WHAT TO WORK ON. The data below should be repeated exactly and in full.

Records from a dataset.
'''

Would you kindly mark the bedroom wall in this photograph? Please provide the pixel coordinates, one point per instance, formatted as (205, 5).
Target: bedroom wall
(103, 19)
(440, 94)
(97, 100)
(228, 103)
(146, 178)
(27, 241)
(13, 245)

'''

EXERCISE SOLUTION.
Would you kindly mark the bedroom wall in this photograph? Please provide the pixel coordinates, one point per instance, formatted as (205, 5).
Target: bedroom wall
(103, 19)
(440, 94)
(97, 100)
(228, 103)
(146, 178)
(27, 241)
(13, 245)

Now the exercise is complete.